_CONSIGNA ESCRITA 1_
Identifica las líneas de las entradas en las que aparece la palabra "player" y cópialas todas.

_EXTRACTO DE PÁGINA_
╭──
Es verano, estoy de vacaciones en Río de Janeiro y acabo de colar un ácido holandés. Nada, o absolutamente todo puede salir mal. Tomo un taxi y me dirijo a la zona roja. Ya estoy borracho y con la sonrisa trabada en mi mandíbula. El tachero me saluda como si fuéramos consuegros o vecinos de toda la vida. Me cuenta de su ex mujer, me pregunta sobre la inflación en Argentina y cada tanto larga una carcajada con tos y me sacude el hombro. Yo lo miro con complicidad y alterno consecutivamente las únicas tres palabras en portugués que sé. Caipiriña, obrigado, qué significa gracias y manjericao, que quiere decir albahaca.

Sin que se lo pregunte me indica dónde conseguir cocaína y travestis. Para el coche y me deja en el barrio de Lapa, me aconseja un bar, del cual olvido su nombre y me dice que tenga cuidado. Al bajar del taxi me topo con un persa gigante, donde se ofrece más alcohol, sexo exprés y pastel de camarón, de lo que un cuyano pudiese imaginar.

Las mujeres lucen sus muslos como si fueran tiranosaurios y cada tanto un corpulento carioca con peluca intenta manotear mi precario bulto inmigrante.

La gente salta y grita en la calle. Manipulan fuego, golpean tachos y mean móviles policiales. Si fuera mi país, esto sería un piquete de fin de año, pero acá son solamente un montón de drogados, locos y homosexuales celebrando el codito de la semana.
╰──
_REGISTROS_
╭──
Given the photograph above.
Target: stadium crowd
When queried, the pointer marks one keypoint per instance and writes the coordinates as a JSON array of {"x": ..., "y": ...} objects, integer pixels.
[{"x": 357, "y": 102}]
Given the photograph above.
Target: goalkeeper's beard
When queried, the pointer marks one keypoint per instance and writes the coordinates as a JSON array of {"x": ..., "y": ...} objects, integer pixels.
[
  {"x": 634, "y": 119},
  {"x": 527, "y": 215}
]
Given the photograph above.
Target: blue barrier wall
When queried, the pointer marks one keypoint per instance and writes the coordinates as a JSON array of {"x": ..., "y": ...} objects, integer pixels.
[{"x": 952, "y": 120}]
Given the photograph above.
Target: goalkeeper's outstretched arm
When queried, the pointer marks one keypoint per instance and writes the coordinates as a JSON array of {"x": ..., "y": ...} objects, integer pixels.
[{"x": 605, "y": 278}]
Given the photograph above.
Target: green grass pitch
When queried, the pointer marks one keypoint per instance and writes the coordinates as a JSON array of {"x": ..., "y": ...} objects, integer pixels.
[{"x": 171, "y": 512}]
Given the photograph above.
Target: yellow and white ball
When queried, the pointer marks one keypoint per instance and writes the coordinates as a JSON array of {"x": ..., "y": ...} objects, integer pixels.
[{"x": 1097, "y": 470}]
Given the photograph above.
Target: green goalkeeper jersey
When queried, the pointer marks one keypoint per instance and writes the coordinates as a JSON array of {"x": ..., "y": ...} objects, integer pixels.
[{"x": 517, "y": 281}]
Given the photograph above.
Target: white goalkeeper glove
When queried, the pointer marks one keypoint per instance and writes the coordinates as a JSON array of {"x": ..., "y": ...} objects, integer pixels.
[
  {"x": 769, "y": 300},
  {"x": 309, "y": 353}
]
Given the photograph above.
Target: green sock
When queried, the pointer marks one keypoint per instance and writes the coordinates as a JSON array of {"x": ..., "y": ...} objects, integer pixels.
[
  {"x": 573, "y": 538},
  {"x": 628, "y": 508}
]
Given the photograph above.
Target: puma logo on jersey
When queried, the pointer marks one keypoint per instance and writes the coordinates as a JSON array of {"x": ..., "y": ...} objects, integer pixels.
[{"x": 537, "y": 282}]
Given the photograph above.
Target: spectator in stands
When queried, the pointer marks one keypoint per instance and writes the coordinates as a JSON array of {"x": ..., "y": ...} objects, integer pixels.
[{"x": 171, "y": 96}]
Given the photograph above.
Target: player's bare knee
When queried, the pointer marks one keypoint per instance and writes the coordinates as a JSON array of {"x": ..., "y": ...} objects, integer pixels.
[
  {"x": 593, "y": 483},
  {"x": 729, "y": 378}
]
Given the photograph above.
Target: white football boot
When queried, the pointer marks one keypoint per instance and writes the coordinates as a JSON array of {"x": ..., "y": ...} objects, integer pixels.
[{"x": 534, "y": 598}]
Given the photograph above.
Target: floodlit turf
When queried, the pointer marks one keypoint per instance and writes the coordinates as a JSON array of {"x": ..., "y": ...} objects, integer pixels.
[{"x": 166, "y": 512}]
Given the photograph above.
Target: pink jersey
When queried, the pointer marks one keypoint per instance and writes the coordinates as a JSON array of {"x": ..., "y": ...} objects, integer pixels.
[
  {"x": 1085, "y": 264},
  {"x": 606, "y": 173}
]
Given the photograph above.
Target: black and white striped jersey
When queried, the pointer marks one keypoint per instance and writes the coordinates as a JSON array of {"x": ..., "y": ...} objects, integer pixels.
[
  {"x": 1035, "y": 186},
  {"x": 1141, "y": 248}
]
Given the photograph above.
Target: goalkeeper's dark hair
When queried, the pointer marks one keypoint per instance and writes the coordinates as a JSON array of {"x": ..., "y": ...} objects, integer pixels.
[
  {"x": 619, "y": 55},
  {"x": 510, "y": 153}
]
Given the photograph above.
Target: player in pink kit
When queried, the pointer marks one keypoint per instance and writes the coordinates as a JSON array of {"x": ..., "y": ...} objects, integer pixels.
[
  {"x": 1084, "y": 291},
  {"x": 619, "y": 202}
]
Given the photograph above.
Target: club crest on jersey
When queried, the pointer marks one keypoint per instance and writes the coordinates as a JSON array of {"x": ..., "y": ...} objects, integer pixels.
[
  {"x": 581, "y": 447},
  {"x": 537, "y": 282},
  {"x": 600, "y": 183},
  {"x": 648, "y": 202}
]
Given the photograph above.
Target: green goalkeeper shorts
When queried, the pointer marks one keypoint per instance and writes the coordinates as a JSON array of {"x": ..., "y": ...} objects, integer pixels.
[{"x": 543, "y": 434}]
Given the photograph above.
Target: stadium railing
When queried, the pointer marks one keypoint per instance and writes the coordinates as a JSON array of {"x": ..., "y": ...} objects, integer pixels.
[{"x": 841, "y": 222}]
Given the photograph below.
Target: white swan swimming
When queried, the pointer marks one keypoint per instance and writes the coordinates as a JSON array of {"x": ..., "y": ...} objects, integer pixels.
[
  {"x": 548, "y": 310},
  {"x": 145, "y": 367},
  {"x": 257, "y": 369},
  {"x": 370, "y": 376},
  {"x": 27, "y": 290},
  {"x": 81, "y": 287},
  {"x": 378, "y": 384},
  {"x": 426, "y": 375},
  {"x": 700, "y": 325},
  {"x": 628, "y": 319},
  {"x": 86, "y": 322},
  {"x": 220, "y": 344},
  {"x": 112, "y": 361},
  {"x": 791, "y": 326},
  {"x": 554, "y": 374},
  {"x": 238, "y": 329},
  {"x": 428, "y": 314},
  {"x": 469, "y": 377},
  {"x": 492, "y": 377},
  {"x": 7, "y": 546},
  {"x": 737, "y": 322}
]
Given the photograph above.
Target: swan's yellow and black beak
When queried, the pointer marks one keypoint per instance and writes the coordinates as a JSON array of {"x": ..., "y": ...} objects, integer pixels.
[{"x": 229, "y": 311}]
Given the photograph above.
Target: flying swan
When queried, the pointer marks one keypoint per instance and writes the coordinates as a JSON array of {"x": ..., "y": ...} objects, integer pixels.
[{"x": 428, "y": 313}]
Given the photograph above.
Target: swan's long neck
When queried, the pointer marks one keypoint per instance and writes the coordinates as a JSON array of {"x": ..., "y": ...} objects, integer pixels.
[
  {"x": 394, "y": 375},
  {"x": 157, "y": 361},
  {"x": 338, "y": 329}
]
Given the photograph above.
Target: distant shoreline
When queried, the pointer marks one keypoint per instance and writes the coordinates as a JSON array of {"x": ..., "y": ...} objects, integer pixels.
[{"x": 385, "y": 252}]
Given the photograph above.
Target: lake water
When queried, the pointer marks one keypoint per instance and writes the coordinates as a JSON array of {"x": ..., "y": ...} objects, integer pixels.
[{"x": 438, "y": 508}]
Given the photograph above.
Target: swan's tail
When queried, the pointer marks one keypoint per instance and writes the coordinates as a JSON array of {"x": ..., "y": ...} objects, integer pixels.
╰──
_CONSIGNA ESCRITA 2_
Reproduce el texto sobre la noche en Río de Janeiro desde "Es verano, estoy" hasta "quiere decir albahaca.".

_RESPUESTA FINAL 1_
Target: player's bare knee
Target: player in pink kit

_RESPUESTA FINAL 2_
Es verano, estoy de vacaciones en Río de Janeiro y acabo de colar un ácido holandés. Nada, o absolutamente todo puede salir mal. Tomo un taxi y me dirijo a la zona roja. Ya estoy borracho y con la sonrisa trabada en mi mandíbula. El tachero me saluda como si fuéramos consuegros o vecinos de toda la vida. Me cuenta de su ex mujer, me pregunta sobre la inflación en Argentina y cada tanto larga una carcajada con tos y me sacude el hombro. Yo lo miro con complicidad y alterno consecutivamente las únicas tres palabras en portugués que sé. Caipiriña, obrigado, qué significa gracias y manjericao, que quiere decir albahaca.